(Beginning of The data)

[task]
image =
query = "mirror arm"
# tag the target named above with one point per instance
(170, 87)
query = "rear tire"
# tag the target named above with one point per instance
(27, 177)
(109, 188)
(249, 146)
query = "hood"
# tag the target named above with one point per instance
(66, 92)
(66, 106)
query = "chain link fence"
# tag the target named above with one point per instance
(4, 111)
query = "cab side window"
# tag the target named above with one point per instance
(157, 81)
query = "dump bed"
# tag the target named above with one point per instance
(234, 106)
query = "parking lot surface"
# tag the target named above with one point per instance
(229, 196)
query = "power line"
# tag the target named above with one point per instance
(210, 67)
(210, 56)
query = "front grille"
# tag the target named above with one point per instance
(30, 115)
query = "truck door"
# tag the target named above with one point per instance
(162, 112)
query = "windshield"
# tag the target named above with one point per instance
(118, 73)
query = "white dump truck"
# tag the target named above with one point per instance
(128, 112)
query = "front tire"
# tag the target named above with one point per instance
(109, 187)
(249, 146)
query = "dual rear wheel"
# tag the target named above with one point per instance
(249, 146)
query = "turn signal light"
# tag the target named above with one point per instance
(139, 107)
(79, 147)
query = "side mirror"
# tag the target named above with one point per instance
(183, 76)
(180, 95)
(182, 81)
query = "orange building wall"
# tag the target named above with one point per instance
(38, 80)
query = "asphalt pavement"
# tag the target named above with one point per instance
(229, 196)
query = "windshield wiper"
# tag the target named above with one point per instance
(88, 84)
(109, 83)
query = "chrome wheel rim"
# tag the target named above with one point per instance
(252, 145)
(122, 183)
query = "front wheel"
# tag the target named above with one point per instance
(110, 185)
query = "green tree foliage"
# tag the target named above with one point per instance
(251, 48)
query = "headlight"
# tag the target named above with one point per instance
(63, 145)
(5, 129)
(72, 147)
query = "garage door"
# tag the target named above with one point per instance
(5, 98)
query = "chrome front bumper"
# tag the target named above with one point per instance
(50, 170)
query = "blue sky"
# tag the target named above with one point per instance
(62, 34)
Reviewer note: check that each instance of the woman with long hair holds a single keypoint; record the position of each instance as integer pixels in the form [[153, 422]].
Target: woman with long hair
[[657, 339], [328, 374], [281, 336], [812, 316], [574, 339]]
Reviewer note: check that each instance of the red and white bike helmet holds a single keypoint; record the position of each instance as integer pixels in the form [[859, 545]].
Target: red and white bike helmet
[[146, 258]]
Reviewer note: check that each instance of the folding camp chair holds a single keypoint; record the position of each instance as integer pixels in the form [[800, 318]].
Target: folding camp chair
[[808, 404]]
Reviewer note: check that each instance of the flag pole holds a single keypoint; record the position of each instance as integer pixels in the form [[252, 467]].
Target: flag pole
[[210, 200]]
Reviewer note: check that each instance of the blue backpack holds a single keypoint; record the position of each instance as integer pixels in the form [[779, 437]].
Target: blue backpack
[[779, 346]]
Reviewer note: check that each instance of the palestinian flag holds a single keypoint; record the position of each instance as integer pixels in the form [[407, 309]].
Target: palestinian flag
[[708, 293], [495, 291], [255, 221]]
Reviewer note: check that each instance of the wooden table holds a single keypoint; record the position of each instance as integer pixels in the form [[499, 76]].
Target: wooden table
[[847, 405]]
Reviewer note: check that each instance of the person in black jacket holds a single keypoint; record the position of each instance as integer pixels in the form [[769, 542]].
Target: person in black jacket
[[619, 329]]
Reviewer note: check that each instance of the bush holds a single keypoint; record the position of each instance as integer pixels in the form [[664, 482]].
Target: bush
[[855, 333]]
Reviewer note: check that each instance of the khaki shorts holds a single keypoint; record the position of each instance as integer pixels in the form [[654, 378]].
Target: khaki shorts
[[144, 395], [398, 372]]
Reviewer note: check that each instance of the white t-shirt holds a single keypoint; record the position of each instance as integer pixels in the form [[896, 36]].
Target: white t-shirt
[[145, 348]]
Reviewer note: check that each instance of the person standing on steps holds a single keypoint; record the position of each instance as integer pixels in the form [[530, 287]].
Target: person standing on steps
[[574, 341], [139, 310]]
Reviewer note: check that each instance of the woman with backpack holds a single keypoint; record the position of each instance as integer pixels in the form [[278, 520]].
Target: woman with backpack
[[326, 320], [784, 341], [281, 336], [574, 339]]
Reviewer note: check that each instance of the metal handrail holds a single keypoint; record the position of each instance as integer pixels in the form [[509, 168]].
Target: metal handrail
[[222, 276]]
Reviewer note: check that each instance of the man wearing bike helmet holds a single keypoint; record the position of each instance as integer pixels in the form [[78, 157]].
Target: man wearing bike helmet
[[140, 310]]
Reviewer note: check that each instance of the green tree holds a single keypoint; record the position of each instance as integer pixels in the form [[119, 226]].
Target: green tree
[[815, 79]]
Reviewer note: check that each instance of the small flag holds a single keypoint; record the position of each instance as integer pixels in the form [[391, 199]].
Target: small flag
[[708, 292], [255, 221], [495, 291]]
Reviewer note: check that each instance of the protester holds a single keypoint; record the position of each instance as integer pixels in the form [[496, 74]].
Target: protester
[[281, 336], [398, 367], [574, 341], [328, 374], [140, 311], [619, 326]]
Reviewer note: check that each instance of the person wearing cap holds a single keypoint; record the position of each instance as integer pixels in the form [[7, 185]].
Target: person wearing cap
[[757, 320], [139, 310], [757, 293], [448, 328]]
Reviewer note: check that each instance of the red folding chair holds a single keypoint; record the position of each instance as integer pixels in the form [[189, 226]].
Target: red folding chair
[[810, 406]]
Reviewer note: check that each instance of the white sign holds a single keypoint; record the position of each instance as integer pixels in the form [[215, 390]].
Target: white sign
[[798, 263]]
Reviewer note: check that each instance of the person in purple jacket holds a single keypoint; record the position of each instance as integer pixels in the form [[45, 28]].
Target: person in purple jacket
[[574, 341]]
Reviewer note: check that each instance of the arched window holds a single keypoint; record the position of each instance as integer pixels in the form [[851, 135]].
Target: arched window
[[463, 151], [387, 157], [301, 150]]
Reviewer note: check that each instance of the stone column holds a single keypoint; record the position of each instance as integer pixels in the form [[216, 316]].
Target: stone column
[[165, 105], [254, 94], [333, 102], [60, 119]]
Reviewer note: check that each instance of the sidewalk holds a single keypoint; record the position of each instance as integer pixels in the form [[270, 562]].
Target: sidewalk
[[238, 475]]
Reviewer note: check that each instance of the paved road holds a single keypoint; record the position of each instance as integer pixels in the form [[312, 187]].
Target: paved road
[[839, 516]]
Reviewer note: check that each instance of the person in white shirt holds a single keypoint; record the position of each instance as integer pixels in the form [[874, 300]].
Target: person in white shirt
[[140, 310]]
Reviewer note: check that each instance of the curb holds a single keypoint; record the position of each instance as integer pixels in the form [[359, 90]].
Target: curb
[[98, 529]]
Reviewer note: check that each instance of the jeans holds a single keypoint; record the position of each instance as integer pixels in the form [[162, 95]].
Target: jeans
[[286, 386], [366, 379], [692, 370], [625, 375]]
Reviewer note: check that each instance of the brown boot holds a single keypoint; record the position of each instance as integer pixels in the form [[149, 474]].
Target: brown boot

(End of The data)

== Problem details ==
Copy each line holding "boot" from the material above.

== Exercise answer ==
Reviewer note: check that each instance of the brown boot holds a single keypoint; record the position of each instance as integer pixels in the form [[149, 474]].
Target: brown boot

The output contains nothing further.